— Begin SUPPLIED RECORDS —

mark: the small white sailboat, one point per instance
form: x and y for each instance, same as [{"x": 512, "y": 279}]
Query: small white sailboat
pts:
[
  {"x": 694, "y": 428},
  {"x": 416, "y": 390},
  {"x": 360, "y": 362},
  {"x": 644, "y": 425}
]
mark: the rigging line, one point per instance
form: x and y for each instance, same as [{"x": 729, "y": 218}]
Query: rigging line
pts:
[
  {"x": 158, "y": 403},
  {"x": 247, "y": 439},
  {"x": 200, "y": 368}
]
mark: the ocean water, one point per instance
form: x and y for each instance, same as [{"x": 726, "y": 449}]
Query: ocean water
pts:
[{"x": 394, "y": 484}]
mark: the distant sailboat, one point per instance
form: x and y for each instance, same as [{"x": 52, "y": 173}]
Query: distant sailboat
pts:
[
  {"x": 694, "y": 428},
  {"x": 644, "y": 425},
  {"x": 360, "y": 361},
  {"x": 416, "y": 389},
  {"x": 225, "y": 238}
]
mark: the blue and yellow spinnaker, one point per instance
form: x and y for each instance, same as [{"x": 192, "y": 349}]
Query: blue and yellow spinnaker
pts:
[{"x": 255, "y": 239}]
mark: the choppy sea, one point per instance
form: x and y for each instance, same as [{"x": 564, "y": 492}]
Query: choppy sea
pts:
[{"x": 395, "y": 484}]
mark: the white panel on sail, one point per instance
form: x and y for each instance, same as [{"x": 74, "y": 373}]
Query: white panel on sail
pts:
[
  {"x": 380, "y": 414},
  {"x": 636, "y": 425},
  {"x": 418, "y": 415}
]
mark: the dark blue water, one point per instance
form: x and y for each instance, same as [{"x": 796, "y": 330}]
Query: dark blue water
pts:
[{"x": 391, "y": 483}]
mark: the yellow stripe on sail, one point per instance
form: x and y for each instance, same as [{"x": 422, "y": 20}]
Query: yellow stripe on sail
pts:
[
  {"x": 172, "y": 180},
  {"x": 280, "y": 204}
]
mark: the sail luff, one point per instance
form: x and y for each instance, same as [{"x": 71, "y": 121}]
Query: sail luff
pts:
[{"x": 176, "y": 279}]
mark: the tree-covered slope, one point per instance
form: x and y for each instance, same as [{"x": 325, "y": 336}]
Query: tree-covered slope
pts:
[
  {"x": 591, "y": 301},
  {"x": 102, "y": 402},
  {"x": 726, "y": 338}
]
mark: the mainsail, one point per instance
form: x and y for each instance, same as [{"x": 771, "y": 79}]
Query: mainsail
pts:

— End SUPPLIED RECORDS —

• DIRECTIONS
Pull out the lines of the records that begin with the line containing "mark: the sail luff, one point per instance" and run through the last line of the records, and reproduce them word for word.

• EXERCISE SOLUTION
mark: the sail luff, one point per instance
form: x and y for each instance, same as [{"x": 71, "y": 121}]
Query: sail luff
pts:
[{"x": 176, "y": 279}]
mark: the tree-covered slope, one point per instance
form: x and y for each instance, same as [{"x": 325, "y": 336}]
Query: tree-covered slope
pts:
[
  {"x": 591, "y": 301},
  {"x": 102, "y": 402},
  {"x": 726, "y": 338}
]
mark: the mainsail, one point per instance
form: x and y for each instance, same as [{"x": 771, "y": 79}]
Query: mainsail
pts:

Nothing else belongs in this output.